Go through the listing and copy each line with the string "report".

------------

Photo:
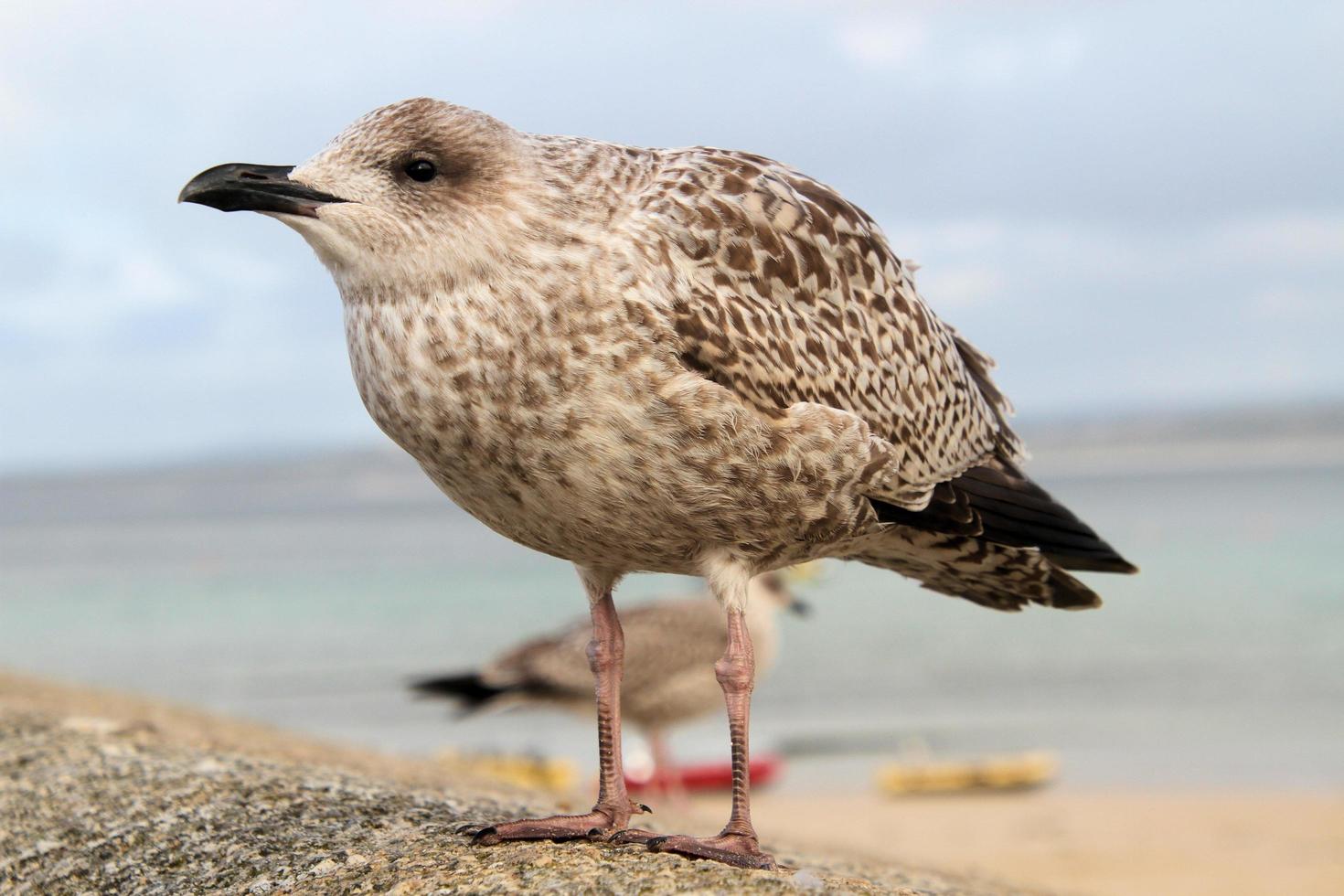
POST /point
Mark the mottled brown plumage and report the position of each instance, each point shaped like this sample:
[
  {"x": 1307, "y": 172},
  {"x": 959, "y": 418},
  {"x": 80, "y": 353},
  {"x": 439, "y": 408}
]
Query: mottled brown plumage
[{"x": 682, "y": 360}]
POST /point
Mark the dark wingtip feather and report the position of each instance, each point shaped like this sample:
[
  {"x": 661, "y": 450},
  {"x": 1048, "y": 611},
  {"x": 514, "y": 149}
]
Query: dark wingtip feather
[{"x": 466, "y": 689}]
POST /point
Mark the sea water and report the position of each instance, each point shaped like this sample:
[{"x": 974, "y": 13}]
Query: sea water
[{"x": 308, "y": 592}]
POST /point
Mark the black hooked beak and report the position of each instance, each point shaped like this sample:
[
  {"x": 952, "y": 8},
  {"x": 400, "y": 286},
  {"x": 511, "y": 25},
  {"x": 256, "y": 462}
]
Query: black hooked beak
[{"x": 240, "y": 187}]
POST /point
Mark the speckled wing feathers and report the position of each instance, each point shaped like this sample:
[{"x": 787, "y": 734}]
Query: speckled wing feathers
[{"x": 794, "y": 294}]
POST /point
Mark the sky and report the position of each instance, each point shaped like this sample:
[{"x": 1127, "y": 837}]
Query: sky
[{"x": 1132, "y": 206}]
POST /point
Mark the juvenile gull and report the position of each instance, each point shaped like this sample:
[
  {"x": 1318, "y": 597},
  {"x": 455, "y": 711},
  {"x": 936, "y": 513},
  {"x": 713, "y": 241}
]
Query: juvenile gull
[
  {"x": 675, "y": 360},
  {"x": 669, "y": 652}
]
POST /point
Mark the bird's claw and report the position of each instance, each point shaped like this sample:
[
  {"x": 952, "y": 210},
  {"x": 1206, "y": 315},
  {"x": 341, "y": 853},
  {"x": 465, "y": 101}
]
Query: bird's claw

------------

COMPLETED TASK:
Mark the mottled brown plumage and report the position of each instance, each point shaped like this sample:
Mark the dark wingtip feather and report the position of each instance, each point shaped like this sample:
Mark the sea water and report the position of each instance, each point shaped like this sample:
Mark the black hooked beak and report the position of each instance, each point shaped like this sample:
Mark the speckled wing feathers and report the position of each instance, each point shaped like this sample:
Mark the sky and report the position of each instance, each point shaped like this sample:
Mark the juvenile gull and report the position of each instance, each point shaped like this sample:
Mark the bird's claw and report the position of each instance, each point shaped like this sample:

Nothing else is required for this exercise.